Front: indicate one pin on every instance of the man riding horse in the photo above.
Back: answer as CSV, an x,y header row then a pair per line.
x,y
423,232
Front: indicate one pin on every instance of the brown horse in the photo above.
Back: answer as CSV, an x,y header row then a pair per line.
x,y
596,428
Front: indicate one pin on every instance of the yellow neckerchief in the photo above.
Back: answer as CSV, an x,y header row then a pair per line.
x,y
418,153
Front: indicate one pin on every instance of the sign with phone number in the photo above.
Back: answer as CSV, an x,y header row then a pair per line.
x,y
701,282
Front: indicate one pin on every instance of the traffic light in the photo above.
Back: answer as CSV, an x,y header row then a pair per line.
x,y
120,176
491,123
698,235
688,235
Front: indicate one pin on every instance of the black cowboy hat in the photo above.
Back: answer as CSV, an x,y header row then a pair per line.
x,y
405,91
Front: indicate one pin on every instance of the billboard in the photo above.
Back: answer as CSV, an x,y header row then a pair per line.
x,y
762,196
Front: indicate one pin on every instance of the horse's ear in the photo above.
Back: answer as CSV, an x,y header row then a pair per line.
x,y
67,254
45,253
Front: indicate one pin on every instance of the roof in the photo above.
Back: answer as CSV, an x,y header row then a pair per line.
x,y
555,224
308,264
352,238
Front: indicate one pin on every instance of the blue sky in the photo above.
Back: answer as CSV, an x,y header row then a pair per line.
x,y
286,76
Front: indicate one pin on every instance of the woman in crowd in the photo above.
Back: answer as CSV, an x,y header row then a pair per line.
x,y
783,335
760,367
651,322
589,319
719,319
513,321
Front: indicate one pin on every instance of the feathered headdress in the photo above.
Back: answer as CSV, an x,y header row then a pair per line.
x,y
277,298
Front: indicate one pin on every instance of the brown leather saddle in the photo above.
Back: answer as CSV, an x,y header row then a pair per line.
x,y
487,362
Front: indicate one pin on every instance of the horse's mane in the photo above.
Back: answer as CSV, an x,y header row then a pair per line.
┄┄┄┄┄┄┄┄┄┄
» 作業の指示
上のデータを空行を除いて1行ずつ、「番号」と「内容」の2列からなるMarkdownの表に並べてもらえますか。

» 本課題の解答
| 番号 | 内容 |
|---|---|
| 1 | Front: indicate one pin on every instance of the man riding horse in the photo above. |
| 2 | Back: answer as CSV, an x,y header row then a pair per line. |
| 3 | x,y |
| 4 | 423,232 |
| 5 | Front: indicate one pin on every instance of the brown horse in the photo above. |
| 6 | Back: answer as CSV, an x,y header row then a pair per line. |
| 7 | x,y |
| 8 | 596,428 |
| 9 | Front: indicate one pin on every instance of the yellow neckerchief in the photo above. |
| 10 | Back: answer as CSV, an x,y header row then a pair per line. |
| 11 | x,y |
| 12 | 418,153 |
| 13 | Front: indicate one pin on every instance of the sign with phone number in the photo above. |
| 14 | Back: answer as CSV, an x,y header row then a pair per line. |
| 15 | x,y |
| 16 | 701,282 |
| 17 | Front: indicate one pin on every instance of the traffic light in the photo above. |
| 18 | Back: answer as CSV, an x,y header row then a pair per line. |
| 19 | x,y |
| 20 | 120,176 |
| 21 | 491,123 |
| 22 | 698,235 |
| 23 | 688,235 |
| 24 | Front: indicate one pin on every instance of the black cowboy hat in the photo above. |
| 25 | Back: answer as CSV, an x,y header row then a pair per line. |
| 26 | x,y |
| 27 | 405,91 |
| 28 | Front: indicate one pin on every instance of the billboard in the photo above. |
| 29 | Back: answer as CSV, an x,y header row then a pair per line. |
| 30 | x,y |
| 31 | 762,196 |
| 32 | Front: indicate one pin on every instance of the horse's ear in the photo above. |
| 33 | Back: answer as CSV, an x,y header row then a pair per line. |
| 34 | x,y |
| 35 | 67,254 |
| 36 | 45,253 |
| 37 | Front: indicate one pin on every instance of the roof in the photo above. |
| 38 | Back: answer as CSV, an x,y header row then a pair per line. |
| 39 | x,y |
| 40 | 555,224 |
| 41 | 308,264 |
| 42 | 352,238 |
| 43 | Front: indicate one pin on every instance of the blue sky in the photo above. |
| 44 | Back: answer as CSV, an x,y header row then a pair per line. |
| 45 | x,y |
| 46 | 286,76 |
| 47 | Front: indicate one pin on every instance of the woman in crowd in the photo above. |
| 48 | Back: answer as CSV, an x,y header row then a pair per line. |
| 49 | x,y |
| 50 | 783,335 |
| 51 | 760,367 |
| 52 | 651,322 |
| 53 | 589,319 |
| 54 | 719,319 |
| 55 | 513,321 |
| 56 | Front: indicate one pin on every instance of the feathered headdress in the photo above. |
| 57 | Back: answer as CSV, an x,y header row then a pair per line. |
| 58 | x,y |
| 59 | 277,298 |
| 60 | Front: indicate one pin on every instance of the brown leather saddle in the photo above. |
| 61 | Back: answer as CSV, an x,y header row then a pair per line. |
| 62 | x,y |
| 63 | 487,362 |
| 64 | Front: indicate one pin on every instance of the horse's mane in the photo above. |
| 65 | Back: answer as CSV, an x,y header row then a pair per line. |